>> Start Source records
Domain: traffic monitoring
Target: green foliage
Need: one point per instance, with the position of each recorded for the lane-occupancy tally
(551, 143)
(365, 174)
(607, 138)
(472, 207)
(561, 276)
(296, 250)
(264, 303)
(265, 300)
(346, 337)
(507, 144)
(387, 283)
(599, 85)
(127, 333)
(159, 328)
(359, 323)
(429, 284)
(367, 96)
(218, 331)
>> End Source records
# What is expected
Return every line of the records above verbatim, keeping their original order.

# Task output
Domain: traffic monitoring
Target: green foliage
Need: one point per instance, with the position of each recorded for the lane-occupancy tally
(551, 143)
(365, 174)
(607, 138)
(472, 207)
(561, 276)
(296, 250)
(264, 303)
(265, 300)
(346, 337)
(507, 144)
(387, 283)
(599, 85)
(127, 333)
(159, 328)
(359, 323)
(429, 284)
(367, 96)
(218, 331)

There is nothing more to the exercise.